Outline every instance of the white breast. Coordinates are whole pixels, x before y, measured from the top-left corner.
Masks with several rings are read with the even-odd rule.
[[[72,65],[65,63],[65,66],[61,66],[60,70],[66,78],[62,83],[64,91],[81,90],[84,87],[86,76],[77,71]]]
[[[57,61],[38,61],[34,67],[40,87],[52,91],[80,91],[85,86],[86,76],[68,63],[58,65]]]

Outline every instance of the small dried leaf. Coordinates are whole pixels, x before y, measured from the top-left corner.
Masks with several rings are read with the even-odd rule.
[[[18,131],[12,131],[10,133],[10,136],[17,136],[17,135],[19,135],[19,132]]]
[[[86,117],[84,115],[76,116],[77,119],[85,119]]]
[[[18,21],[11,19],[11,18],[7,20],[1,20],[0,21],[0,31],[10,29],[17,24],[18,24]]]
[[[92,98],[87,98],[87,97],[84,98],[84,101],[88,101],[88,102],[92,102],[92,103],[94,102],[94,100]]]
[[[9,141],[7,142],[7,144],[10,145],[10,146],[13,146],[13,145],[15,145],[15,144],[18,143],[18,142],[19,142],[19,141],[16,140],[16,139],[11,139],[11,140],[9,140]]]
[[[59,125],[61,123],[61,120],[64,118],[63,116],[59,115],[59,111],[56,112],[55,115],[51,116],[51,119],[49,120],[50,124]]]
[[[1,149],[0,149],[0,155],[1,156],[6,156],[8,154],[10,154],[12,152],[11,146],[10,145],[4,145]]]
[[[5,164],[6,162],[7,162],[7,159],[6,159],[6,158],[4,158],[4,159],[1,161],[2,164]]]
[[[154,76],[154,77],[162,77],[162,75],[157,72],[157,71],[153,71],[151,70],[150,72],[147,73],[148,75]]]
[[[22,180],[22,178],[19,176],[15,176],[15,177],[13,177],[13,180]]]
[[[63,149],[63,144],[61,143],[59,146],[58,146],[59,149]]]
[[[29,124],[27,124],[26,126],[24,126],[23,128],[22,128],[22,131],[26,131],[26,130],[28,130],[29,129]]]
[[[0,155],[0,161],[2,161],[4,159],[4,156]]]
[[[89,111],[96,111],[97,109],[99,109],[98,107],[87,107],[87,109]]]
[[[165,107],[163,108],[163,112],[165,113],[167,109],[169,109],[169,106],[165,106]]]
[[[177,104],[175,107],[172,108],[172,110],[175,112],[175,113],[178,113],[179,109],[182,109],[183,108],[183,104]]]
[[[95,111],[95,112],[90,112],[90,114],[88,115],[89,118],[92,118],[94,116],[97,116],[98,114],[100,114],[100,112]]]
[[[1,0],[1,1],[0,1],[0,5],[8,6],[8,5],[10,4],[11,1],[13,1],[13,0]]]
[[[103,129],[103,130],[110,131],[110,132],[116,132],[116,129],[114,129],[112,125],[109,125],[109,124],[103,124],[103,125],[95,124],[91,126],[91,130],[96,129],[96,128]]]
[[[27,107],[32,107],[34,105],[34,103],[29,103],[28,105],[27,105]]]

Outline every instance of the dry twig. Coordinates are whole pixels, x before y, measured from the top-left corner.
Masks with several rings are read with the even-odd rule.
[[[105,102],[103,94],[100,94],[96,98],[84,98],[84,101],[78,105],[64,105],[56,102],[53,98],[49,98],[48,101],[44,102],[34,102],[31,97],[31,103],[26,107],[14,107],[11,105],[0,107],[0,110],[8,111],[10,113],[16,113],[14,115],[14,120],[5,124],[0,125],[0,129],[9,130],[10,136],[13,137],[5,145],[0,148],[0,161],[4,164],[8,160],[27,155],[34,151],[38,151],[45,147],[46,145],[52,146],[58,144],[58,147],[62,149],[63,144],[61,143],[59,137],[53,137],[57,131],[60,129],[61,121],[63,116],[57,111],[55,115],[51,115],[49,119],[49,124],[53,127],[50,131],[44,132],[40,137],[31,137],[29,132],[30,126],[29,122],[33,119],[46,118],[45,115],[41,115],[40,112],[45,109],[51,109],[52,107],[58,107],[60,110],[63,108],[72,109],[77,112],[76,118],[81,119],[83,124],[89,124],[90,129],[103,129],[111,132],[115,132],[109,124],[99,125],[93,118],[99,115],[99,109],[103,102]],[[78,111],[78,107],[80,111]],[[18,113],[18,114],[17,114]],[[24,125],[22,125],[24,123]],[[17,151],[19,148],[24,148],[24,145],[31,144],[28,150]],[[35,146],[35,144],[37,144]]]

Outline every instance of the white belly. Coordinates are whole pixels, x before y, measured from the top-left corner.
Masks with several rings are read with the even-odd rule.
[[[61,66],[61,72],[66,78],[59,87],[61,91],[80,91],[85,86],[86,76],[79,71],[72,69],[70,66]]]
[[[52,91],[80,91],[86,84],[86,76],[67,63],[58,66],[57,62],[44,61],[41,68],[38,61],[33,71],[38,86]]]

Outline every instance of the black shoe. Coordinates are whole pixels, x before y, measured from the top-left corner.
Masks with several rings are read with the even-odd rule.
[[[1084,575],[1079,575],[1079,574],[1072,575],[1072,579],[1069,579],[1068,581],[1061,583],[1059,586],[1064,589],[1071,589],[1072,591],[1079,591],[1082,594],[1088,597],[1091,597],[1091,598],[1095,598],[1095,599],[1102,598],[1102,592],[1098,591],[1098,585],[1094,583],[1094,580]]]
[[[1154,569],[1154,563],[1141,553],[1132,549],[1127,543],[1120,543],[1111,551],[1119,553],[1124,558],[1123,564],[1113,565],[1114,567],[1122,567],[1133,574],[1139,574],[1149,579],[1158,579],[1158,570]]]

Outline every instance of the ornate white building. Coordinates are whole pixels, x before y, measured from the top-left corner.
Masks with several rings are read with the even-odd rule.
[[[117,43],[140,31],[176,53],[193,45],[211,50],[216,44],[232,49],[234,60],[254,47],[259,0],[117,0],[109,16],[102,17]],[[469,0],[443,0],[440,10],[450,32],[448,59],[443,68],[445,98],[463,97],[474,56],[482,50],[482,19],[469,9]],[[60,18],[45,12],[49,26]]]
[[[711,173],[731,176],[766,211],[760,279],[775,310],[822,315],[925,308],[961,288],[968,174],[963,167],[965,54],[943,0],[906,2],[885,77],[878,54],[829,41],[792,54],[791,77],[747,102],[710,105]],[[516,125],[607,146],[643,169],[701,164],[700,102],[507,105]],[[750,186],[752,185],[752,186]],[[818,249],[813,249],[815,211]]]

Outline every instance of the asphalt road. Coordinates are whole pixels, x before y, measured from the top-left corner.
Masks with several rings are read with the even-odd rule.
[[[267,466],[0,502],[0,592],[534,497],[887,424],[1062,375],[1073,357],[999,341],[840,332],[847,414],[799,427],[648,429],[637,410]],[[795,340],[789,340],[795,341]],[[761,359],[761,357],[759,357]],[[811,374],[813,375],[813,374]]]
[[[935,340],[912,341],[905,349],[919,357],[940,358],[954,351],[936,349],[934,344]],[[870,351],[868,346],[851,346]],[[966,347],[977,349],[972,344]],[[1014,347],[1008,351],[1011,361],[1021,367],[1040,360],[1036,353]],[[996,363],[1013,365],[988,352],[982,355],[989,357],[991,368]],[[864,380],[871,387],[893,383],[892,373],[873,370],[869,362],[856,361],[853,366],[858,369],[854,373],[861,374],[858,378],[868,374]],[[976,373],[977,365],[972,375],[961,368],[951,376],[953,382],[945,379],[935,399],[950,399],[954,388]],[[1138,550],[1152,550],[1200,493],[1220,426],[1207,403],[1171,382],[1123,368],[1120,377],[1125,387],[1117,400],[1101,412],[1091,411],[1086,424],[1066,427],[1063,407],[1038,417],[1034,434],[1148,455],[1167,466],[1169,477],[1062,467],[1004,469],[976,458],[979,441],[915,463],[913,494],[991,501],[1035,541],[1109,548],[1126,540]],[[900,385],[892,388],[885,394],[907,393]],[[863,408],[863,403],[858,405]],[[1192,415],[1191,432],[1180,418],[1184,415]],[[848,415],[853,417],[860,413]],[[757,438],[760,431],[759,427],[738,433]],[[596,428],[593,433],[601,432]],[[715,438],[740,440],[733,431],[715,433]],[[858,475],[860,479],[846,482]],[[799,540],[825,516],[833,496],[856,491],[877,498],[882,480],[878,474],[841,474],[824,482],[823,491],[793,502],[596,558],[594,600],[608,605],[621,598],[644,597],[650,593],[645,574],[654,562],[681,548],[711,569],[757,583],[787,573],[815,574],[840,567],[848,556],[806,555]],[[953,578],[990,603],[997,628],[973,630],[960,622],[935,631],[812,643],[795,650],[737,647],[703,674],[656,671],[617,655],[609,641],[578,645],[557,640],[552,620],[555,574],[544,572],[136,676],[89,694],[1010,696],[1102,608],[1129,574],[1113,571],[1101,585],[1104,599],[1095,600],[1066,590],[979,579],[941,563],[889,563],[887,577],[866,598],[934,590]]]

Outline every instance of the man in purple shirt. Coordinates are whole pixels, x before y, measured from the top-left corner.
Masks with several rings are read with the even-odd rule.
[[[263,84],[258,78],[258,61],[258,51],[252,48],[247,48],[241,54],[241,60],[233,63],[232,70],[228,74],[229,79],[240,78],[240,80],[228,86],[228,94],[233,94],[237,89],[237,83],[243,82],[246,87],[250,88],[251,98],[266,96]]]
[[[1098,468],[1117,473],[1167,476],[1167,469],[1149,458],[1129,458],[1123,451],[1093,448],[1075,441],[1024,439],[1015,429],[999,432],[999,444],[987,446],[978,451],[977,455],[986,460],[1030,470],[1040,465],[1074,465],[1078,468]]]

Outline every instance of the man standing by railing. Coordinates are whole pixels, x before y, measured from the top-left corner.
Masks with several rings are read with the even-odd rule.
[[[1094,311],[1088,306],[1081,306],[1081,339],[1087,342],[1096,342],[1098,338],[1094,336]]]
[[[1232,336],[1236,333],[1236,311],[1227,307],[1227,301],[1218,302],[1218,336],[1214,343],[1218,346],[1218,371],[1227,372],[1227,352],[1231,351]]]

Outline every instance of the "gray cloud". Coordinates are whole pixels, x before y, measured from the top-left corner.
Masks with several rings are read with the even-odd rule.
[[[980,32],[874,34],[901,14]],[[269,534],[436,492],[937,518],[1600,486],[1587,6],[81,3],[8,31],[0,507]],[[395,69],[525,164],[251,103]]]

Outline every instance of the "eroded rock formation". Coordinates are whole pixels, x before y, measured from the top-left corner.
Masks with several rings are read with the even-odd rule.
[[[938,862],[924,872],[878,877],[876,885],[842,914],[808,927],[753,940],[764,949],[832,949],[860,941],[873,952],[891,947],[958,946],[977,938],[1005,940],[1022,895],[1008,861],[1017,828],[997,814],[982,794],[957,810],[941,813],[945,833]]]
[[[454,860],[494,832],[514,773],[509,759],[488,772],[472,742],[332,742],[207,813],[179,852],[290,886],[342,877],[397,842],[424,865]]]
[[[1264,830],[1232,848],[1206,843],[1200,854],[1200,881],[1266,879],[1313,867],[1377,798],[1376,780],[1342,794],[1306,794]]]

_What the task requires_:
Display each line of the data where "white" occurs.

_Response to the exercise_:
Outline every instance of the white breast. Coordinates are whole pixels, x before y, measured from the top-left corner.
Outline every instance of the white belly. Coordinates are whole pixels, x before y, measured from the top-left corner.
Outline every instance of the ornate white building. Coordinates are whole pixels, x before y, measured from the top-left corner.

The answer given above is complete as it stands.